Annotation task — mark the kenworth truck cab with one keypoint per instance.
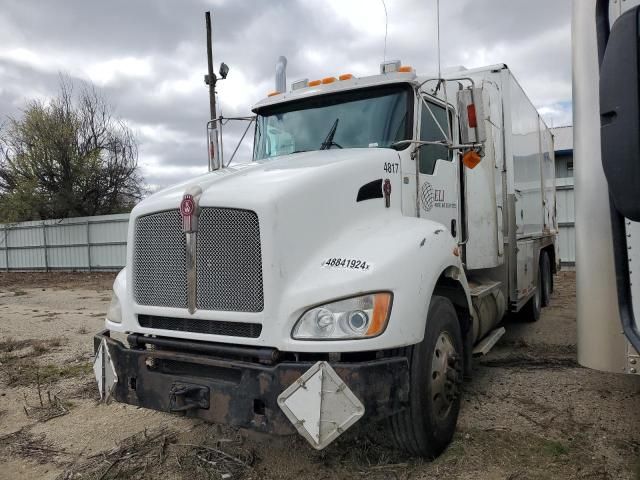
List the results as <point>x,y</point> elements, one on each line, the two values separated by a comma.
<point>384,228</point>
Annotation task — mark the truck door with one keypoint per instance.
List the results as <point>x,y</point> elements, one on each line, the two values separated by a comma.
<point>438,178</point>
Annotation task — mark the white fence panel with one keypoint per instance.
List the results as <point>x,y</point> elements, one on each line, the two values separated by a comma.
<point>565,204</point>
<point>84,243</point>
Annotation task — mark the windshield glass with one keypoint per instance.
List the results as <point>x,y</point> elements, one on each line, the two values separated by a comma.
<point>363,118</point>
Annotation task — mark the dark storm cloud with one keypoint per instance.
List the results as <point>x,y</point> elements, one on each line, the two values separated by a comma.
<point>148,57</point>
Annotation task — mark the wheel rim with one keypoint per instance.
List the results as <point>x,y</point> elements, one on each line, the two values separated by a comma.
<point>444,375</point>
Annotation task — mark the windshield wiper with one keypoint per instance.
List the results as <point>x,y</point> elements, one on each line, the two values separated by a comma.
<point>328,141</point>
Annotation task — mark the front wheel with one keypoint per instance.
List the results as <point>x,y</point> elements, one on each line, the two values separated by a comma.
<point>426,426</point>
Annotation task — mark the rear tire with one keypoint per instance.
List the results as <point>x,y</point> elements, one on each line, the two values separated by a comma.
<point>547,278</point>
<point>426,427</point>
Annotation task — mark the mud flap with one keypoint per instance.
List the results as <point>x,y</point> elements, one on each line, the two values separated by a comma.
<point>320,405</point>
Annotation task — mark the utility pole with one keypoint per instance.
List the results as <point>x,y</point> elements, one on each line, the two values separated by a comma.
<point>211,78</point>
<point>214,130</point>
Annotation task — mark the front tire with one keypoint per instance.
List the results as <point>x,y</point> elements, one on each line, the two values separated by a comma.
<point>427,425</point>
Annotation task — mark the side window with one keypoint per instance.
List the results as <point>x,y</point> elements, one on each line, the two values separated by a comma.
<point>430,132</point>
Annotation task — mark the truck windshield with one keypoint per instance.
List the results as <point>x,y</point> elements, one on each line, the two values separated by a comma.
<point>373,117</point>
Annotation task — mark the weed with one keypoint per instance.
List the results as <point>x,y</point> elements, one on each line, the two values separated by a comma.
<point>555,448</point>
<point>10,344</point>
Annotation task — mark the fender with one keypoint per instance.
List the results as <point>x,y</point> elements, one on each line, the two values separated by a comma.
<point>406,255</point>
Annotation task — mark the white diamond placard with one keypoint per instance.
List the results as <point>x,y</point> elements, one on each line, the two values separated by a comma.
<point>320,405</point>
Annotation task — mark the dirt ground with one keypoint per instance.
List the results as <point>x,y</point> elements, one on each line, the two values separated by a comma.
<point>530,412</point>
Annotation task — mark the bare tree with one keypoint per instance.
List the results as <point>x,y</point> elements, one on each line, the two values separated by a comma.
<point>67,157</point>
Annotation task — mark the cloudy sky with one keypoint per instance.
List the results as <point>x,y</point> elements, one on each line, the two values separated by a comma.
<point>149,58</point>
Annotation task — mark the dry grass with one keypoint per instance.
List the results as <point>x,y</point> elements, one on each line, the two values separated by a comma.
<point>31,447</point>
<point>17,281</point>
<point>24,373</point>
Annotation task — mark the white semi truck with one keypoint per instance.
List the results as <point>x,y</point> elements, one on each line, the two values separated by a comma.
<point>384,228</point>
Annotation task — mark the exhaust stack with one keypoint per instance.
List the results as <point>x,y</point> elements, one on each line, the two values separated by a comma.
<point>281,74</point>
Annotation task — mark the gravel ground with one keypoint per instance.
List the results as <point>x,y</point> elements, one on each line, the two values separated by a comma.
<point>530,411</point>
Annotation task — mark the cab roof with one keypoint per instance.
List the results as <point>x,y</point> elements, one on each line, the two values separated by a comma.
<point>352,83</point>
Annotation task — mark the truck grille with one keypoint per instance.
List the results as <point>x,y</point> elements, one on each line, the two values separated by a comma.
<point>194,325</point>
<point>228,259</point>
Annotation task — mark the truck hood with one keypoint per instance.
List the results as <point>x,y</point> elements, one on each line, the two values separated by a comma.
<point>262,182</point>
<point>310,213</point>
<point>303,201</point>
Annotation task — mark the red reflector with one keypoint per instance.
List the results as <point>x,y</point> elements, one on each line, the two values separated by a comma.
<point>471,114</point>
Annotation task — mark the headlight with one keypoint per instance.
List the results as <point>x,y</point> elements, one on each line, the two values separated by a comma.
<point>114,314</point>
<point>358,317</point>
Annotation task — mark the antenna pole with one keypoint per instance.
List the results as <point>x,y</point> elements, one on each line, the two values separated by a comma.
<point>386,26</point>
<point>211,77</point>
<point>438,33</point>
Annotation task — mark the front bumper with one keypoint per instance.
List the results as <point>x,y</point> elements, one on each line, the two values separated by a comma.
<point>239,392</point>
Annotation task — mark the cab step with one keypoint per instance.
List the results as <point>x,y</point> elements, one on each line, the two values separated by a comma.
<point>487,343</point>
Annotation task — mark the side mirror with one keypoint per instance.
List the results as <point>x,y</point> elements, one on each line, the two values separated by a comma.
<point>471,108</point>
<point>620,114</point>
<point>215,160</point>
<point>224,70</point>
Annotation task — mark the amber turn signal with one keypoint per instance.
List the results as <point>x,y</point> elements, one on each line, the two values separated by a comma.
<point>381,311</point>
<point>471,159</point>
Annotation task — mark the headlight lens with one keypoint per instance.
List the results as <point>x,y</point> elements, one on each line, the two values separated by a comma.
<point>357,317</point>
<point>114,314</point>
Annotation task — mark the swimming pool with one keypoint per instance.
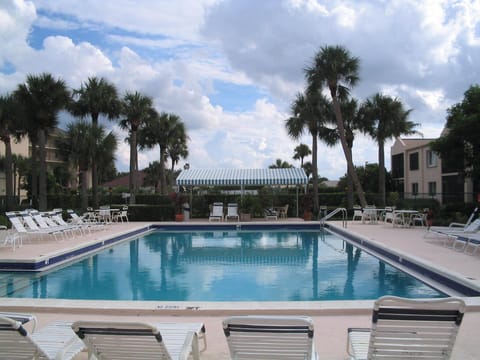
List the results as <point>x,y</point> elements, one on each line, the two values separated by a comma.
<point>222,266</point>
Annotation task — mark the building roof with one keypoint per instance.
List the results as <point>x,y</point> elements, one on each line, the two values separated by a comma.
<point>239,177</point>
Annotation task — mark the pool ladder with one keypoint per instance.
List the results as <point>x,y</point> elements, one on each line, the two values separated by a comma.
<point>333,213</point>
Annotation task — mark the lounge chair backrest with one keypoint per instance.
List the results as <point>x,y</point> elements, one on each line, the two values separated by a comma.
<point>270,337</point>
<point>474,226</point>
<point>406,328</point>
<point>30,223</point>
<point>15,342</point>
<point>232,209</point>
<point>17,224</point>
<point>128,340</point>
<point>217,209</point>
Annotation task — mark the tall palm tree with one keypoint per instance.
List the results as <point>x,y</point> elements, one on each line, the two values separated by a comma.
<point>385,118</point>
<point>137,110</point>
<point>352,124</point>
<point>300,152</point>
<point>310,113</point>
<point>42,97</point>
<point>11,119</point>
<point>280,164</point>
<point>337,70</point>
<point>94,98</point>
<point>162,130</point>
<point>107,146</point>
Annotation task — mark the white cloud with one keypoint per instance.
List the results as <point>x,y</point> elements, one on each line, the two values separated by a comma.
<point>425,53</point>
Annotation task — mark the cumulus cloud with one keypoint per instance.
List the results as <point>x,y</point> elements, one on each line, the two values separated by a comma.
<point>425,53</point>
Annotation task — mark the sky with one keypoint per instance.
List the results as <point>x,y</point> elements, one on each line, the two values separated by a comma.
<point>232,68</point>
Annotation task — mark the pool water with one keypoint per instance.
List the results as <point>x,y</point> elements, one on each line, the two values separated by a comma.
<point>222,266</point>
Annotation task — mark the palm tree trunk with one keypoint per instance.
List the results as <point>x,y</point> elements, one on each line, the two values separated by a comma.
<point>381,173</point>
<point>94,166</point>
<point>133,173</point>
<point>348,155</point>
<point>42,176</point>
<point>349,188</point>
<point>34,170</point>
<point>8,173</point>
<point>163,178</point>
<point>83,190</point>
<point>315,173</point>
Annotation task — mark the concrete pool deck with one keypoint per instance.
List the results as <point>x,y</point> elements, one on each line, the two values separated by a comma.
<point>331,318</point>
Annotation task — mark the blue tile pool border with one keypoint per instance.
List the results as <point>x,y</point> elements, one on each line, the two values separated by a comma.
<point>47,264</point>
<point>418,268</point>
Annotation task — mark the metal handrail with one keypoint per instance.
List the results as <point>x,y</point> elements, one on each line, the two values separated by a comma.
<point>333,213</point>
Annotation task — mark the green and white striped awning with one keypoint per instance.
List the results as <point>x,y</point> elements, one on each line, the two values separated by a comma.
<point>239,177</point>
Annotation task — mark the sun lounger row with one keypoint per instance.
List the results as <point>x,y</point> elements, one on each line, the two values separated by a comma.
<point>33,224</point>
<point>401,328</point>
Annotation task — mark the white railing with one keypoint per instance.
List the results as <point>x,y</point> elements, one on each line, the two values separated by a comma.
<point>333,213</point>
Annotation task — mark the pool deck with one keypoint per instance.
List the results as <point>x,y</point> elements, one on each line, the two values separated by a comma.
<point>331,318</point>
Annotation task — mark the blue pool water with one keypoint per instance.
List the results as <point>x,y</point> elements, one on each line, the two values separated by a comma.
<point>222,266</point>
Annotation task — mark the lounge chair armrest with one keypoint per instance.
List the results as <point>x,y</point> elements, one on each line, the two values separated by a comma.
<point>190,345</point>
<point>456,225</point>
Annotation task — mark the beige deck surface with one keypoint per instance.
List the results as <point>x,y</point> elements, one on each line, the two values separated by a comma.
<point>331,318</point>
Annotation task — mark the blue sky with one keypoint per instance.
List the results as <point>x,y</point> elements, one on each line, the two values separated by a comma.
<point>231,69</point>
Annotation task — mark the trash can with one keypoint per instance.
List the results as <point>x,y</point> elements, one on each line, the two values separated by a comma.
<point>186,211</point>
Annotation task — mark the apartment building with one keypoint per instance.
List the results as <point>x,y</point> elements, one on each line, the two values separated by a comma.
<point>418,172</point>
<point>24,148</point>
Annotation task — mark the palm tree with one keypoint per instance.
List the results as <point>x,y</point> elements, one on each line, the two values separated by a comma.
<point>42,97</point>
<point>11,118</point>
<point>76,148</point>
<point>352,123</point>
<point>337,70</point>
<point>107,146</point>
<point>137,110</point>
<point>94,98</point>
<point>301,151</point>
<point>162,130</point>
<point>176,151</point>
<point>385,118</point>
<point>310,113</point>
<point>21,167</point>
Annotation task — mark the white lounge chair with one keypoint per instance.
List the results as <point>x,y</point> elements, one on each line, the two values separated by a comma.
<point>54,341</point>
<point>270,337</point>
<point>131,340</point>
<point>408,329</point>
<point>32,230</point>
<point>232,212</point>
<point>454,230</point>
<point>121,215</point>
<point>217,212</point>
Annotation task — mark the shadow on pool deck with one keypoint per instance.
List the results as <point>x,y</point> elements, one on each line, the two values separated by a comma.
<point>331,318</point>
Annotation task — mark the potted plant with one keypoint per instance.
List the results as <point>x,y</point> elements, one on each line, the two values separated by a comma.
<point>178,199</point>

The problem >> Beginning at the line above that contains "Annotation task — mark the building", return each line exactly through the line that contains "Annotation task — mark the pool ladder", and no others.

Response >>
Annotation task — mark the building roof with one keypoint per instance.
List the results as <point>x,y</point> elements, one on each line, the two values separated by a comma.
<point>239,177</point>
Annotation task — mark the pool ladder with one keypoint per instance.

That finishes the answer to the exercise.